PROMPT 1:
Answer these questions from the text excerpt on the arms trade:
(a) In what year did the effort to establish a comprehensive Arms Trade Treaty begin?
(b) How many small arms and light weapons exist in the world?
(c) Which country is named foremost among the arms exporters whose opposition stalled the vote?

TEXT EXCERPT:
########
As I watched what was happening to my region, I realized that the same story was being repeated, time and time again, in developing countries all over the world. It is happening today in countries such as Libya and Syria, where conventional weapons are being channeled in the service of short-term goals, with no thought for the eventual consequences.
As any Central American can tell you, the weapons sold to the Middle East today might end up in anyone’s hands. We cannot foresee their consequences. The only certainty is that we cannot control the outcome.
That is why I began an effort in 1997, along with other Nobel Peace Prize laureates, to establish a comprehensive Arms Trade Treaty, which would prohibit the transfer of arms to states, groups or individuals, if sufficient reason exists to believe that those arms will be used to violate human rights or international law.
The destructive power of the 640 million small arms and light weapons that exist in the world — most in the hands of civilians — demands our attention. It is a threat to security that requires no great expenditure to combat. It requires only political will.
That is why its path to reality has been such a difficult one. It was scheduled for a vote this July at the United Nations, but stalled because of opposition from the strong and consolidated interests of some of the world’s leading arms exporters — foremost among them, the United States.
########
ITEMS:

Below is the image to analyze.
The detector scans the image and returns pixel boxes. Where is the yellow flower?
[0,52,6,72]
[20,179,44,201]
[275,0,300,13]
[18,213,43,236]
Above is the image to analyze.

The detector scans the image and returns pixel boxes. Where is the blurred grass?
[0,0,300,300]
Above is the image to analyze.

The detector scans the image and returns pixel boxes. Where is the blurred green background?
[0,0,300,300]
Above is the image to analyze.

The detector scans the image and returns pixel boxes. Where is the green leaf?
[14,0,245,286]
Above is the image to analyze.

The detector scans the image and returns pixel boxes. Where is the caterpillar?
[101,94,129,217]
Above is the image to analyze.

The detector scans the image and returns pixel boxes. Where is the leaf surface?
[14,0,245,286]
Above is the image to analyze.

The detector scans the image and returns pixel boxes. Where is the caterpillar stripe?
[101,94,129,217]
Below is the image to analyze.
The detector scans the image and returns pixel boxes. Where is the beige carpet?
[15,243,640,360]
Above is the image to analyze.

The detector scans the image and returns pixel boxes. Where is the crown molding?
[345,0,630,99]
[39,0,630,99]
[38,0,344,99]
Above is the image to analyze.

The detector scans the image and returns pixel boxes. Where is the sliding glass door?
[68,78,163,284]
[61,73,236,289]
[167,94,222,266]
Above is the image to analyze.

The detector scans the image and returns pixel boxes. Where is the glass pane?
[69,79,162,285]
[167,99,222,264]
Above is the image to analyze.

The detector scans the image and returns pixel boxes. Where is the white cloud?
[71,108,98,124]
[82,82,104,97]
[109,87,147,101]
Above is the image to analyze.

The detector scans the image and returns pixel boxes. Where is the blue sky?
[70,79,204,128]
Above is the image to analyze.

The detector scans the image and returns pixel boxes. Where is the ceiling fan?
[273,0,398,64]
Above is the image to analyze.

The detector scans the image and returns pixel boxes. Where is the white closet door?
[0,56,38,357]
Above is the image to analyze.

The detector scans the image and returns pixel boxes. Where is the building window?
########
PROMPT 2:
Count the lines of the records that contain the string "caterpillar", with case counting, and give only the number.

FINAL RESULT 1:
(a) 1997
(b) 640 million
(c) The United States

FINAL RESULT 2:
2